:: Excerpt to read ::
The principal amount of the Notes, the issue currency, the interest payable in respect of the Notes, the issue prices
and maturities of the Notes and all other terms and conditions which are applicable to a particular Series and, if
applicable, Tranche of Notes (each term as defined below, see "General Description of the Programme") will be
set out in the document containing the final terms (each referred to as Final Terms) within the meaning of
article 8(4) of the Prospectus Regulation.
This Prospectus has been approved by the Commission de Surveillance du Secteur Financier (the CSSF) in
Luxembourg as competent authority under the Prospectus Regulation and the Luxembourg Act relating to
prospectuses for securities dated July 16, 2019 (Loi du 16 juillet 2019 relative aux prospectus pour valeurs
mobilières, the Luxembourg Law). The CSSF only approves this Prospectus as meeting the standards of
completeness, comprehensibility and consistency imposed by the Prospectus Regulation. Such approval should not
be considered as an endorsement of the Issuers or the Guarantor or of the quality of the Notes issued under the
Programme. Investors should make their own assessment as to the suitability of investing in the Notes.

:: Activity list ::
**a)** Answer these about the prospectus excerpt:
(i) Which article of the Prospectus Regulation is cited in connection with the Final Terms?
(ii) Which authority approved this Prospectus?
(iii) What is the date of the Luxembourg Act relating to prospectuses for securities?
**b)** Repeat word for word the part of the prospectus excerpt starting with "The principal amount" and going on through "of the Prospectus Regulation.".
None of the entries are needed here.

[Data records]
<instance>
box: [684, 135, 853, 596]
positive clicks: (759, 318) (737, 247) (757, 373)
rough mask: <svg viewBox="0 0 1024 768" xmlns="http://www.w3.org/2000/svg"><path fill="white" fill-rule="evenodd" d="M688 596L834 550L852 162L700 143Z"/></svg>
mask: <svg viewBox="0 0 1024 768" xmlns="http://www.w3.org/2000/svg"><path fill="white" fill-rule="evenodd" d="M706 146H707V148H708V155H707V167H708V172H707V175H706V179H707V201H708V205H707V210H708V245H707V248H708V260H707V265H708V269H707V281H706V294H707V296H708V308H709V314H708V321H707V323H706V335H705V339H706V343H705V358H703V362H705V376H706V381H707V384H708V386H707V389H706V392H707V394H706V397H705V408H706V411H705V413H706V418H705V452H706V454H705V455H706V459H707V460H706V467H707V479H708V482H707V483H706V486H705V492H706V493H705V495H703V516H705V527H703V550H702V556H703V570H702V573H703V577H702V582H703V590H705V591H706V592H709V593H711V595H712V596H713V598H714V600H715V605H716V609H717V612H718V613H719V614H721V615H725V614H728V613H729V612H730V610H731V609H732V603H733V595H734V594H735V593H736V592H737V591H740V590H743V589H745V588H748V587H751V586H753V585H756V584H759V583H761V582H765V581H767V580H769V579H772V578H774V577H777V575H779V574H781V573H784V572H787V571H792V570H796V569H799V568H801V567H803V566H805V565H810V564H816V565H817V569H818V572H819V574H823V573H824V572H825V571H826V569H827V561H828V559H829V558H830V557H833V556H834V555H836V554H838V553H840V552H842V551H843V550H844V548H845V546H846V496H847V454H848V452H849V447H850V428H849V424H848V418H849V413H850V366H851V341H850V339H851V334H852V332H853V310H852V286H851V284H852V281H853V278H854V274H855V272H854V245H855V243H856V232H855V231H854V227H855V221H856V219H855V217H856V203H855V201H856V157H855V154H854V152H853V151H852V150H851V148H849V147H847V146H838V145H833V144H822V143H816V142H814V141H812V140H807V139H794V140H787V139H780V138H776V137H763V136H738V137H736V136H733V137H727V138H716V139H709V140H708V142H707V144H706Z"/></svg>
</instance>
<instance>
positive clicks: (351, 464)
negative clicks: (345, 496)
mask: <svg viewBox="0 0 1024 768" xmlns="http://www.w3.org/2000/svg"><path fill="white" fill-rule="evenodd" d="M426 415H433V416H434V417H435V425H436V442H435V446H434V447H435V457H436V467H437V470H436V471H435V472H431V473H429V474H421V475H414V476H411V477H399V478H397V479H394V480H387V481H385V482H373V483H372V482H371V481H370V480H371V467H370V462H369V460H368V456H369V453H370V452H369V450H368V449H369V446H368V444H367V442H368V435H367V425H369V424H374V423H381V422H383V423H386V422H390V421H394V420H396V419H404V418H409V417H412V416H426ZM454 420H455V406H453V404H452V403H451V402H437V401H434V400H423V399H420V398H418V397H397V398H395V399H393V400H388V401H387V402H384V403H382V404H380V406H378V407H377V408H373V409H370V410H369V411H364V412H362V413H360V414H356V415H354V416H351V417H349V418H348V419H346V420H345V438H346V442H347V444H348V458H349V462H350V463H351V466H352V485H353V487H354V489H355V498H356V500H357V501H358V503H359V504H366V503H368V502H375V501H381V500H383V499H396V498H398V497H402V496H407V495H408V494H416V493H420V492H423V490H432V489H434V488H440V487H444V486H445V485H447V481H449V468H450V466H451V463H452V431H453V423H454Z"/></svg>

:: Exercise results ::
**a)**
(i) Article 8(4)
(ii) The Commission de Surveillance du Secteur Financier (the CSSF) in Luxembourg
(iii) July 16, 2019

**b)**
The principal amount of the Notes, the issue currency, the interest payable in respect of the Notes, the issue prices
and maturities of the Notes and all other terms and conditions which are applicable to a particular Series and, if
applicable, Tranche of Notes (each term as defined below, see "General Description of the Programme") will be
set out in the document containing the final terms (each referred to as Final Terms) within the meaning of
article 8(4) of the Prospectus Regulation.